> [EXERCISE BRIEF] Could you return each entry below exactly as written, minus any pictures?

> [DATASET EXTRACT]
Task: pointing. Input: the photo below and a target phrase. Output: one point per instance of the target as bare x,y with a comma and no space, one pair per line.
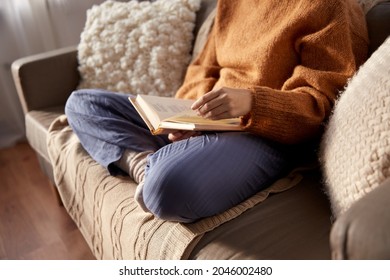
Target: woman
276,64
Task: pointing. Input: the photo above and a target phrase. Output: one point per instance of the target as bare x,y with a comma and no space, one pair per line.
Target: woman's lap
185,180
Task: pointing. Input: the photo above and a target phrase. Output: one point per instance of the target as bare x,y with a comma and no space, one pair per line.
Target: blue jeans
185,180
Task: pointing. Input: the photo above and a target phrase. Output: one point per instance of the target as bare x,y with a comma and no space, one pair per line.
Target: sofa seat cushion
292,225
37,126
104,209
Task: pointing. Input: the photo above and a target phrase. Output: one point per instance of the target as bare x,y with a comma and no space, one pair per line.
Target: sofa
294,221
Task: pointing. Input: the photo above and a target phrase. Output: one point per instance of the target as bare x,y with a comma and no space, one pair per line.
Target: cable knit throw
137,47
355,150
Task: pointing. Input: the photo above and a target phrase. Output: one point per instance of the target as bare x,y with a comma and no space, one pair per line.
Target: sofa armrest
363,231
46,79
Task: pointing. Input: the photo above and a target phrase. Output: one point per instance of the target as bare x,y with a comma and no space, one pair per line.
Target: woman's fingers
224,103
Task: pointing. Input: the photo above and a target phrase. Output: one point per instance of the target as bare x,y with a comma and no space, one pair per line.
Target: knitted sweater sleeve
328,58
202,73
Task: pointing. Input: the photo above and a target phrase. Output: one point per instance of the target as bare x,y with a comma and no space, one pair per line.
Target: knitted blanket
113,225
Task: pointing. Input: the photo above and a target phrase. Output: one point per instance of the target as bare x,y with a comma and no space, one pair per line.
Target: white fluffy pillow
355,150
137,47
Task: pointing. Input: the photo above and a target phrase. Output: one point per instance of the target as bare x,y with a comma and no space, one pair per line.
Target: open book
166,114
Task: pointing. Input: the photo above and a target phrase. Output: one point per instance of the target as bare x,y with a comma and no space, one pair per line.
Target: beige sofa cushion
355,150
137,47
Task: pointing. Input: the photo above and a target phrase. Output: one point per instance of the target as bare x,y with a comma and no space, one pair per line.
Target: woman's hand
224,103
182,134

> [RESULT]
Task: pointing. Input: the photo below and a target phrase. Output: one point per instance of the target as bare x,y with a comma and no space, one pair per line.
Target: woman
276,64
Task: pointing. Input: the photo above and a target phrase. Output: one point per instance of the target as bare x,y with a comma and no space, one pair per line.
Target: woman's lap
185,180
Task: pointing. Input: the photo above and a target phrase. Output: one point per instance of the target as bare x,y with a comma and no space, one pair per line.
Target: blue jeans
185,180
Task: pointing. Input: the photo above and a target phrase. Output: one point per instance of the target as bare x,y with a comma and no space, one pair per line.
Target: sofa seat cushion
292,225
37,126
104,209
Task: pointing. Input: the photo above and a target phrase. Output: one point per instance of the target as bare x,y with a comma and no space, one pair per line.
Target: sofa
294,221
Task: pointing. Input: the photo above and a target phrase. Output: one point per instance of the target as bare x,y with a comma and no space, one pair per line.
Target: cable knit throw
137,47
355,150
Task: pointing. Input: the photo above and a target phrase. Output: one point per instance of the target as bare x,y with a comma and no space, one pair per line.
Target: sofa armrest
363,231
46,79
Task: pointing. Input: the photo above and a target phrase. Output: one point per instance of the target as bare x,y with a comma and no space, one pair per line.
Target: woman's fingers
224,103
Task: pointing. Input: the photo above and a target phrase. Output: one point per instance of the target as bare x,y with a comma and no space, one pair per line.
Target: knitted sweater sleeve
328,58
202,73
Task: pointing. Input: the photo above and a target phrase. Output: one point per instance of the target as bare x,y with a comma and no space, one pair per line.
Target: knitted blanket
113,225
Task: pointing. Input: the photo above and a target phrase. Output: one point per instance of the target as bare x,y with a comma and no space, one pair per line.
Target: white fluffy pillow
355,150
137,47
Task: pointing. Input: the photo above and a target phrase. Output: one point per instance of the target as bare x,y with a comma and no space, one pair per line.
Target: open book
166,114
Task: pointing. Input: the photo above and a target phrase. Output: one point per instance of the target as bare x,y with a comma and no space, one pair per line.
Target: beige sofa cushion
355,150
137,47
Task: pointing. Input: the photo above and a target phrase. Output: one point per instance of the target as bare x,y with a comma and no space, one pair per line.
Target: woman's hand
224,103
182,134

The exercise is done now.